A National Vital Statistics Report by Brady E. Hamilton, Joyce A. Martin, Michelle J.K. Osterman and Sally C. Curtin of National Center for Health Statistics, part of the Centers for Disease Control and Prevention, said the birth rate declined steadily since 2007, the recent high, by more than 2 percent a year -- coinciding with the Great Recession.

The general fertility rate was 62.9 births per 1,000 women ages 15 to 44 -- down slightly from the 2012 record low. The birth rate for women in their early 20s declined last year, to a record low of 81.2 births per 1,000 women. However, the birth rates for women in their 30s and 40s rose last year.

Dataset records:
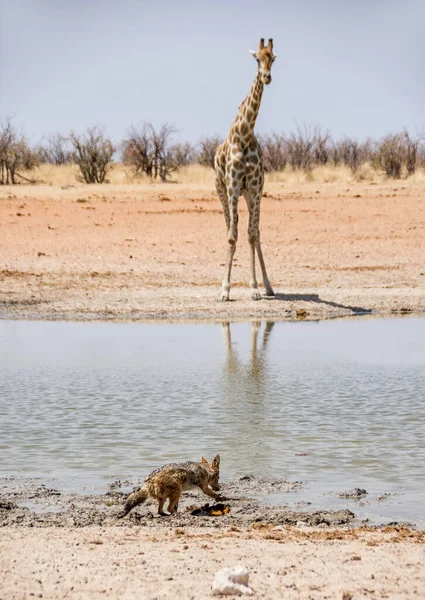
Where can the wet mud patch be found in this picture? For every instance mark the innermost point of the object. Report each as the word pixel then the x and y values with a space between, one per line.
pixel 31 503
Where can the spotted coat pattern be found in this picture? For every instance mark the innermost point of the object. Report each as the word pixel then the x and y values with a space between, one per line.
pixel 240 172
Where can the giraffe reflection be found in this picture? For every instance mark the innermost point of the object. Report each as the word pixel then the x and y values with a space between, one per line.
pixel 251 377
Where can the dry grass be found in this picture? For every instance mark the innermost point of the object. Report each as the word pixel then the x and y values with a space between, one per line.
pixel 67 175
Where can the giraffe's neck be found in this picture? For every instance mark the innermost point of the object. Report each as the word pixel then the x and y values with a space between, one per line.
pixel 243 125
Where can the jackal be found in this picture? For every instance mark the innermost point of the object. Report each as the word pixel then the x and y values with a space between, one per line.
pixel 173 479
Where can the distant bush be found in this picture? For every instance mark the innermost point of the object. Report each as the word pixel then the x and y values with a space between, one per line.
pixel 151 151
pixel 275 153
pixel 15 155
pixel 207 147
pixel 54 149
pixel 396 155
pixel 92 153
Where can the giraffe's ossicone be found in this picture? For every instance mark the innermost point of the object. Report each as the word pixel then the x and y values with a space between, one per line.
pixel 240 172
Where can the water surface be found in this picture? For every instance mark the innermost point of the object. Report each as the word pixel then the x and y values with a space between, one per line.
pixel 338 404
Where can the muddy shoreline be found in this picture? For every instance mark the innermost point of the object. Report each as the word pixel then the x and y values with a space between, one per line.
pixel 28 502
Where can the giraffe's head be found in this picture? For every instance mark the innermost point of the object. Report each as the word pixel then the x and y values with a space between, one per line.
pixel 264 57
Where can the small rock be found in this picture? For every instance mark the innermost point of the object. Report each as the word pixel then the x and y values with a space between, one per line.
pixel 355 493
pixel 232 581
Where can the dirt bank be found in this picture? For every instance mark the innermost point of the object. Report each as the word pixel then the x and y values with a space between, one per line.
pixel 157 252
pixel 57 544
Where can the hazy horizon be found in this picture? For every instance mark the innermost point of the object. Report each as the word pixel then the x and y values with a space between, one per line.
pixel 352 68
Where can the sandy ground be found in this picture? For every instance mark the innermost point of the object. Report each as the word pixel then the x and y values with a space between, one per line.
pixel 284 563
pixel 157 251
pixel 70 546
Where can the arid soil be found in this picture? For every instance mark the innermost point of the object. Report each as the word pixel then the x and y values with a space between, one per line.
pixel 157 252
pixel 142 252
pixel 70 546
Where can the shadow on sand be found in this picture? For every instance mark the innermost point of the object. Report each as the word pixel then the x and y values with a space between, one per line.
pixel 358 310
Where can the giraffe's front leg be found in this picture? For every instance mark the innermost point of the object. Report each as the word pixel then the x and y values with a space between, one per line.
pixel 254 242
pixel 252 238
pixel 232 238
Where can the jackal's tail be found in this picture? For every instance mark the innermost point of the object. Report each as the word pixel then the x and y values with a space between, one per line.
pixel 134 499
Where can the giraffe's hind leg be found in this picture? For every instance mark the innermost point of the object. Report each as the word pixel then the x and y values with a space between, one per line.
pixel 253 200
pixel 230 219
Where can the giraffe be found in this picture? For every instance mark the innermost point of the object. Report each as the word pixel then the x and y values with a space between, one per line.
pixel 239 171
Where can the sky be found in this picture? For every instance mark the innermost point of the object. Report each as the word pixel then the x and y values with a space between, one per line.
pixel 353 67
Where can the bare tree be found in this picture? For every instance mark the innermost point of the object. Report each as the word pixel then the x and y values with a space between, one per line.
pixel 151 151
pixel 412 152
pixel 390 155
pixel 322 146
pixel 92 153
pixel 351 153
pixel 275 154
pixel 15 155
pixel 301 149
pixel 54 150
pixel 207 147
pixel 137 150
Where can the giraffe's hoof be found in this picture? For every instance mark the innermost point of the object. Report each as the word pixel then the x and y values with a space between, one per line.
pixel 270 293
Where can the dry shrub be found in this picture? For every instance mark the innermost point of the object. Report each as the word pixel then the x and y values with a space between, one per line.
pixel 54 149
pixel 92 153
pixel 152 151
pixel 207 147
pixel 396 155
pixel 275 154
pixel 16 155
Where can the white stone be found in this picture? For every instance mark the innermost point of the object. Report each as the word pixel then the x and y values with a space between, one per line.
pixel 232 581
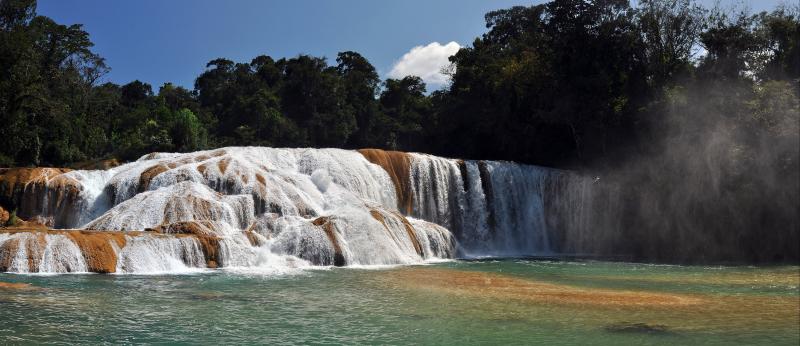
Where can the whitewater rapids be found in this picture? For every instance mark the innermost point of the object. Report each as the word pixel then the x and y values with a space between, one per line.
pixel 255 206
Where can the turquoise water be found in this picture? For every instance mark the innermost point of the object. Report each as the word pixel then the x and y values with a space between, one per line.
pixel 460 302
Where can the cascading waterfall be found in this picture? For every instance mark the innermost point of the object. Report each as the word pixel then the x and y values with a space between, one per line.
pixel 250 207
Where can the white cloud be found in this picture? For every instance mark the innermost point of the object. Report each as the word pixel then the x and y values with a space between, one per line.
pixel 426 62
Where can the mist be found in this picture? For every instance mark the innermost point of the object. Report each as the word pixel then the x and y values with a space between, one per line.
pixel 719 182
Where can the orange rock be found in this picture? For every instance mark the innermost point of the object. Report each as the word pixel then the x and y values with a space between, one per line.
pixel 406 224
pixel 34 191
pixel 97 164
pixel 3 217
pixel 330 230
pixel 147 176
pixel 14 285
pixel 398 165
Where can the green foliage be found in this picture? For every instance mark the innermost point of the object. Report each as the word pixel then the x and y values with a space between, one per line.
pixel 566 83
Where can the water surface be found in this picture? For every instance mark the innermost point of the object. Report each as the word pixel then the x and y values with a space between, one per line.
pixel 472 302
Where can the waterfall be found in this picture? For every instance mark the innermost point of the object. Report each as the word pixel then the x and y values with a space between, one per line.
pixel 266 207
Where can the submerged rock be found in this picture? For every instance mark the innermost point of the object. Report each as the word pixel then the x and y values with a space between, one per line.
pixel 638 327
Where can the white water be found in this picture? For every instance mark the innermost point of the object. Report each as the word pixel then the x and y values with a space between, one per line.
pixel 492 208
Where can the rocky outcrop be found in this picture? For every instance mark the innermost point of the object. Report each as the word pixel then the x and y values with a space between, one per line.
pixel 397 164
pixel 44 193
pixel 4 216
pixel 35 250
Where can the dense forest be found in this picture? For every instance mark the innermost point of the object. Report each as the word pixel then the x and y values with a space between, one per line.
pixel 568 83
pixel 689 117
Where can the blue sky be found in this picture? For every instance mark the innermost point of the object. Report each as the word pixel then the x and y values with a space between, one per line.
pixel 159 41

Explore the material:
**a.** List every author named in the birth rate passage.
**b.** Print the birth rate passage from "A National Vital" to "the Great Recession.".
**c.** Give what follows in the birth rate passage after its final sentence.

Expected results:
**a.** Brady E. Hamilton, Joyce A. Martin, Michelle J.K. Osterman, Sally C. Curtin

**b.**
A National Vital Statistics Report by Brady E. Hamilton, Joyce A. Martin, Michelle J.K. Osterman and Sally C. Curtin of National Center for Health Statistics, part of the Centers for Disease Control and Prevention, said the birth rate declined steadily since 2007, the recent high, by more than 2 percent a year -- coinciding with the Great Recession.

**c.**
The number of births to U.S. teens ages 15-19 last year was 274,641, down 10 percent from 2012 and the lowest number of teen births ever reported for the United States, the report said. Last year's number of births was 38 percent fewer than 444,899 in 2007 -- the most recent high -- and 57 percent fewer than in 1970, the all-time peak year for the number of teen births at 644,708.

The birth rate for teens ages 10 to 14 was 0.3 births per 1,000 in 2013, down from 0.4 in 2012, an historic low. The number of births to mothers in this age group decreased 15 percent in 2013, to 3,108 births, the lowest number of births to this group ever reported for the nation, the report said.